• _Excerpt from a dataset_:
────────────────────────────────────────

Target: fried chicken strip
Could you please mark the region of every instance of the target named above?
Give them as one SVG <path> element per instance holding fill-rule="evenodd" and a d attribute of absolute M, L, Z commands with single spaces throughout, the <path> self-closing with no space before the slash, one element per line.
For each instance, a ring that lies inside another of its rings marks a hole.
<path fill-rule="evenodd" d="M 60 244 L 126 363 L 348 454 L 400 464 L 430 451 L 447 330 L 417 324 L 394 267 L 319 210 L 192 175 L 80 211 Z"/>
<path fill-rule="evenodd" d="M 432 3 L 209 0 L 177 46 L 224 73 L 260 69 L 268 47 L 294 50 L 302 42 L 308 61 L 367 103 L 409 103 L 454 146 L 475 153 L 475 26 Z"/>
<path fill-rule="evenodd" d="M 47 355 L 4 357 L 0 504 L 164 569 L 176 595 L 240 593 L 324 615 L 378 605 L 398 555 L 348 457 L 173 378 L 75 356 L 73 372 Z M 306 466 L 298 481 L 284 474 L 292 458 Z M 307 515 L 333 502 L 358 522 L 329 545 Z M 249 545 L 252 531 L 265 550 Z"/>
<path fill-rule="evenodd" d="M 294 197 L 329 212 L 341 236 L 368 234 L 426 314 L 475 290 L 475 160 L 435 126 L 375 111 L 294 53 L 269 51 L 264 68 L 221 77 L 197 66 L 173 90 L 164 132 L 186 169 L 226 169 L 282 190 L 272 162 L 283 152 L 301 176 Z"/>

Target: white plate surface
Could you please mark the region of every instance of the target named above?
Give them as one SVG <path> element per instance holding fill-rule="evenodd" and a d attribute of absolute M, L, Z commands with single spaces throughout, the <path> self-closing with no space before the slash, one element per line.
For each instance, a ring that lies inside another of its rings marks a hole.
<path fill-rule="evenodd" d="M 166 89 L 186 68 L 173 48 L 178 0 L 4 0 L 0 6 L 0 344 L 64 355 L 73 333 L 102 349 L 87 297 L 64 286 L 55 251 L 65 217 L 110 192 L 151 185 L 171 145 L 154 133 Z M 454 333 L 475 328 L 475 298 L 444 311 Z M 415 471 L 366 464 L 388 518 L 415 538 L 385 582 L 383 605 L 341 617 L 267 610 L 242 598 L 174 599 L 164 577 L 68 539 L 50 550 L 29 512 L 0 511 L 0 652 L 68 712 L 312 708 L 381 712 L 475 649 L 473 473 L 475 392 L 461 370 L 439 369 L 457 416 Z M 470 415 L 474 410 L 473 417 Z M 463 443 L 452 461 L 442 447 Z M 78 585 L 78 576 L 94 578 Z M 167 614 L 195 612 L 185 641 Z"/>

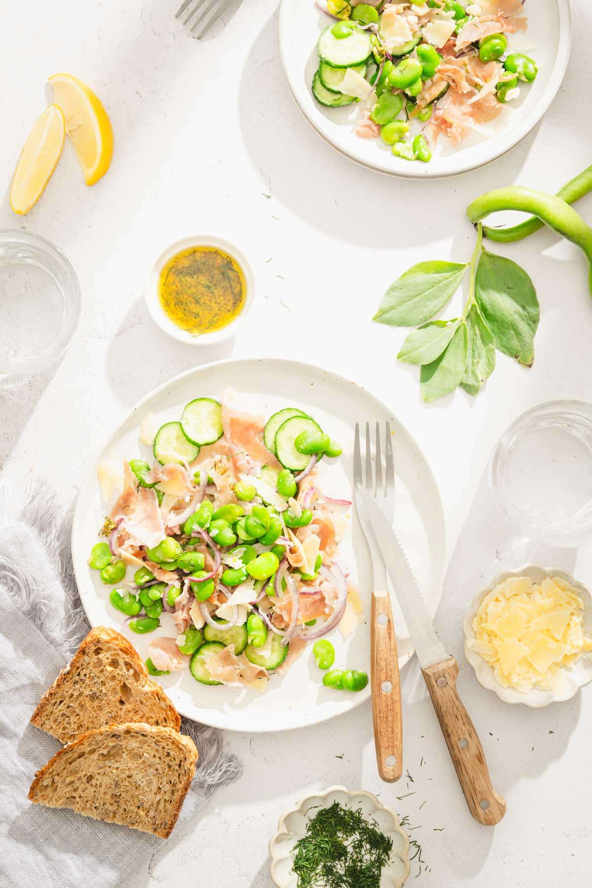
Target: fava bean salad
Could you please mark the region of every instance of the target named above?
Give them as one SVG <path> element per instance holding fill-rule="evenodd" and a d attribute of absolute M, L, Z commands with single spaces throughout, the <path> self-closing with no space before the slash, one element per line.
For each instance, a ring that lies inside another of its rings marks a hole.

────────────────────────────────────────

• _Exercise requirements_:
Output every line of the records above as a numbered list, omitting blank lines and leaving out the pictures.

• _Expected output_:
1. Target: fried chicken strip
2. Could you please mark the region of every instance of the target named above?
3. Give them as one SVG <path> element per instance holding fill-rule="evenodd" and a d attribute of absolute M, L, Z commands with single spaces throughout, the <path> self-closing with no space before the slash, one element per line.
4. For each instance, a ring that lies inside another of its rings marks a hole.
5. <path fill-rule="evenodd" d="M 60 244 L 126 363 L 348 454 L 400 464 L 430 451 L 447 330 L 417 324 L 394 267 L 319 210 L 192 175 L 80 211 Z"/>
6. <path fill-rule="evenodd" d="M 432 3 L 209 0 L 177 46 L 224 73 L 260 69 L 268 47 L 294 50 L 302 42 L 308 61 L 367 103 L 409 103 L 454 146 L 475 153 L 475 26 Z"/>
7. <path fill-rule="evenodd" d="M 47 355 L 4 357 L 0 504 L 164 569 L 176 595 L 240 593 L 324 615 L 378 605 L 398 555 L 348 457 L 173 378 L 75 356 L 73 372 Z M 306 466 L 298 481 L 284 474 L 292 458 Z M 307 515 L 333 502 L 358 522 L 329 545 Z M 249 545 L 252 531 L 265 550 Z"/>
8. <path fill-rule="evenodd" d="M 294 197 L 329 212 L 341 236 L 368 234 L 426 314 L 475 290 L 475 160 L 435 126 L 375 111 L 294 53 L 269 51 L 264 68 L 221 77 L 197 66 L 173 90 L 164 132 L 186 169 L 226 169 L 282 190 L 272 162 L 283 152 L 301 176 Z"/>
9. Target: white plate surface
10. Could you please mark the region of every instance of the target named above?
11. Give them as one SVG <path> element per instance holding fill-rule="evenodd" and a d attribute of absolute M, L, Z commands with single spaces throughout, the <path> self-closing with no space before the slash, one element per line.
12. For each instance, a ring that lies inside another of its rings marks a hole.
13. <path fill-rule="evenodd" d="M 166 89 L 186 68 L 173 48 L 178 0 L 4 0 L 0 6 L 0 344 L 64 355 L 73 333 L 102 349 L 87 297 L 64 286 L 55 251 L 65 217 L 110 192 L 151 185 L 171 145 L 154 133 Z M 454 333 L 475 328 L 475 298 L 444 311 Z M 415 471 L 366 464 L 388 518 L 415 538 L 385 582 L 383 605 L 341 617 L 267 610 L 242 598 L 174 599 L 164 577 L 68 539 L 50 550 L 29 512 L 0 511 L 0 652 L 68 712 L 312 708 L 381 712 L 475 649 L 473 473 L 475 392 L 461 370 L 439 369 L 457 416 Z M 470 415 L 474 410 L 473 417 Z M 463 443 L 452 461 L 442 447 Z M 78 585 L 78 576 L 94 578 Z M 167 614 L 195 612 L 185 641 Z"/>
14. Target: fava bean salad
15. Could you please mark the region of every instance of the target named above?
16. Give them as one SVG <path> element per instance holding fill-rule="evenodd" and a d attribute of absolute M, L, Z commands with single spaces throughout, the <path> self-closing with no space before the slash, one element per line.
17. For each instance, a ring that lies inside another of its rings marks a hole.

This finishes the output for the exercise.